→ **About this task**
Your answer should be every line of the entries that has the string "platform" in it.

→ **Record extracts**

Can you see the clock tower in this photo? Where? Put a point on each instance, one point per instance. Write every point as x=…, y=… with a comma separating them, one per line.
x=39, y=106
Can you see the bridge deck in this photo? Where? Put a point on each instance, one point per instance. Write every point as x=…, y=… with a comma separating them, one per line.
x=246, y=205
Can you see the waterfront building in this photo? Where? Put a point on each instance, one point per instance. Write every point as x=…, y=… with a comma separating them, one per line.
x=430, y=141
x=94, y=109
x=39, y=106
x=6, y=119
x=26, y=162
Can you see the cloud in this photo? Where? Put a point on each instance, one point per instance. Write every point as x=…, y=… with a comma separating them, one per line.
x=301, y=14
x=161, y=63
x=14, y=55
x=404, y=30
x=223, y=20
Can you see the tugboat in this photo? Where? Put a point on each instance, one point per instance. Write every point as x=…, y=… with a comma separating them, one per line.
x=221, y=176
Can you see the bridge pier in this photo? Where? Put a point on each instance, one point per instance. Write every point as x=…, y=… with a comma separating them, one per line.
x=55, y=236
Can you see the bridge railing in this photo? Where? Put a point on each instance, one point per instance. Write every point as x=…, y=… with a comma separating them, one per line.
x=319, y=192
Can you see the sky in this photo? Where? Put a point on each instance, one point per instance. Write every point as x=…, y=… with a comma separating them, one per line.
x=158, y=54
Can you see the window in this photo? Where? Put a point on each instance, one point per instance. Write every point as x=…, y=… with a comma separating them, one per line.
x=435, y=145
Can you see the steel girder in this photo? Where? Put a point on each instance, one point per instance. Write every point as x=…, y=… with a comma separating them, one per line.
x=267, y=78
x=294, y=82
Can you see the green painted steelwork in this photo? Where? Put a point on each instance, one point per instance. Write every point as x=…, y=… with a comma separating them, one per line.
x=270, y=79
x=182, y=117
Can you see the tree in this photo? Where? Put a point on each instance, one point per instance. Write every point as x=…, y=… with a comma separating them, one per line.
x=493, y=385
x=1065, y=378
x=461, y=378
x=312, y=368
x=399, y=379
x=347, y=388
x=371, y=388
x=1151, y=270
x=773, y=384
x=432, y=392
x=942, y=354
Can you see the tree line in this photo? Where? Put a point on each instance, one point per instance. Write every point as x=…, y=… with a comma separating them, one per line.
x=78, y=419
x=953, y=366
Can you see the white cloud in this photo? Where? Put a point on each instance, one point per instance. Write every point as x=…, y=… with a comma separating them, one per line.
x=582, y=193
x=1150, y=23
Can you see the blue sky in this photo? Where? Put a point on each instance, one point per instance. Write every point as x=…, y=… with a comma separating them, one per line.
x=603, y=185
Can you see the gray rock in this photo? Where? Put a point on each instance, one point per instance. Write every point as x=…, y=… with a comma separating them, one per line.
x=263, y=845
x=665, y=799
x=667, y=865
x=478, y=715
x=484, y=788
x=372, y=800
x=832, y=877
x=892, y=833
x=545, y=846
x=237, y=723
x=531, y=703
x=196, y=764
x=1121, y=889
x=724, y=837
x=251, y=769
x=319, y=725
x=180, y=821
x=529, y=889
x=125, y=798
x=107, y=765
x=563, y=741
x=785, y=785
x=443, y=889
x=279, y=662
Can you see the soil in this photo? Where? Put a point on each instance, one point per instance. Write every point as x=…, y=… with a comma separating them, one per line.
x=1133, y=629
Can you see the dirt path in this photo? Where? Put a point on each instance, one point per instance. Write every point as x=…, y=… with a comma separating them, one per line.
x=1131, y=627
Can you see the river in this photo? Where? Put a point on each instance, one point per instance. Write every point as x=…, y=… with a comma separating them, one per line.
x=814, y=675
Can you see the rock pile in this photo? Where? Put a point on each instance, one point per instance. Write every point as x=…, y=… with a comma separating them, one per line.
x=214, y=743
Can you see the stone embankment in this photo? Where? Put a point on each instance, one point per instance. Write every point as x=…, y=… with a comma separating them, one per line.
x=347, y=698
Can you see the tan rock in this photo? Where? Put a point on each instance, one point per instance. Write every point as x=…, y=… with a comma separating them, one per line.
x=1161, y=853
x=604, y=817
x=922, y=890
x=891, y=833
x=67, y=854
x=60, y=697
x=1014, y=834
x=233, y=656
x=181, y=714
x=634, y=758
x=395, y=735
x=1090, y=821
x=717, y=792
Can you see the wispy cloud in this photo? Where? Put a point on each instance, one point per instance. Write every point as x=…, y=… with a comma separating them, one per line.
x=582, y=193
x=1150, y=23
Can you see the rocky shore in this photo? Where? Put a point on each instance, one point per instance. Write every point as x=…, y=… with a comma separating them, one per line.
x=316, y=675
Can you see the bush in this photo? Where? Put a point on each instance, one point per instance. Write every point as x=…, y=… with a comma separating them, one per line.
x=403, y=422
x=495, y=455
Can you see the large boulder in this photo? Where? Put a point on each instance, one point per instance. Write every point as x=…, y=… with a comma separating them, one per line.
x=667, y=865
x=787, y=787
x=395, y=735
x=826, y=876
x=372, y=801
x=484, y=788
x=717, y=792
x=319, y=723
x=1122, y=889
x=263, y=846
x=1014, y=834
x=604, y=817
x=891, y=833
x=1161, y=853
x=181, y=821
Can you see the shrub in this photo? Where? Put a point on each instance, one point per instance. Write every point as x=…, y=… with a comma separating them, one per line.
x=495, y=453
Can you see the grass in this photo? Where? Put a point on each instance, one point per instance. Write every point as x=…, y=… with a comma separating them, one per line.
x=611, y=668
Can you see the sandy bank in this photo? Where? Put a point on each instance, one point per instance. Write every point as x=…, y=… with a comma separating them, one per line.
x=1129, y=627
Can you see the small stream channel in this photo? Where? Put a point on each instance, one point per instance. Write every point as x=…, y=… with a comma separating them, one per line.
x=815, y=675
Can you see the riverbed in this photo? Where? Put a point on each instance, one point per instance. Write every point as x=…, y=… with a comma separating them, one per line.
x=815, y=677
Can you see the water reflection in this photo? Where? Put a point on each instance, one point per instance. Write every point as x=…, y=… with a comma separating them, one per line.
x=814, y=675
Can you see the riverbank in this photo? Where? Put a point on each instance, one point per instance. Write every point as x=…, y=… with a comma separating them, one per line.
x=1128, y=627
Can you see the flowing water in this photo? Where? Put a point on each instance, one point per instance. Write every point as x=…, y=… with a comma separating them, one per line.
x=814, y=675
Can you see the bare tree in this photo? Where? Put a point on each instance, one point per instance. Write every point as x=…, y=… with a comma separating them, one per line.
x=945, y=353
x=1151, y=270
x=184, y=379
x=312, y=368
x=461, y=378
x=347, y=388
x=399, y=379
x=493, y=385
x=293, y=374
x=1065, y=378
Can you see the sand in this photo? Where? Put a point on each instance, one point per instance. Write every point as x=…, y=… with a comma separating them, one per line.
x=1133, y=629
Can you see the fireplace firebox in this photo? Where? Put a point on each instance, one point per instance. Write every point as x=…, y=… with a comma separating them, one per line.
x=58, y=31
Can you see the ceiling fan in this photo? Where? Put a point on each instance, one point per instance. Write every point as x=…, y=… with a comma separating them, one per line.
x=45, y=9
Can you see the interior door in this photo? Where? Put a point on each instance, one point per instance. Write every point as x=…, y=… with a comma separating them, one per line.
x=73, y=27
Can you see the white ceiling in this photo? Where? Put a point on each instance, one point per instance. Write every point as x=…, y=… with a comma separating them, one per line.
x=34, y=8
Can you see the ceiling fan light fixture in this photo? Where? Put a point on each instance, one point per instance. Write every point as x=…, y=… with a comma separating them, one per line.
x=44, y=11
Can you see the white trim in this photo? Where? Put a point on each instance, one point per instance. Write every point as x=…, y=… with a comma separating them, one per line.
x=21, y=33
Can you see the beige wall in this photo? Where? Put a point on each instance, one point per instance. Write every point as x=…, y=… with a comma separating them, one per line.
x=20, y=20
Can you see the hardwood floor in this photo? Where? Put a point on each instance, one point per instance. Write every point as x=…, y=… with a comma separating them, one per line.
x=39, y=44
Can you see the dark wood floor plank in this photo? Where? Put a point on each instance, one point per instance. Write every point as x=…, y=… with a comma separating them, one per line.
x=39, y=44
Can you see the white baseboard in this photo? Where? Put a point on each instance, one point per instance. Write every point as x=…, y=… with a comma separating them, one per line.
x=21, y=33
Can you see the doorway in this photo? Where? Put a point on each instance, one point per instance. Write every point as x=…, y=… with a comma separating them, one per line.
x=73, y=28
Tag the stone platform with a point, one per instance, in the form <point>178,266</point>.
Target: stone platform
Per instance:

→ **Solution to this exercise**
Tag the stone platform with a point, one per instance, in the form <point>178,266</point>.
Target: stone platform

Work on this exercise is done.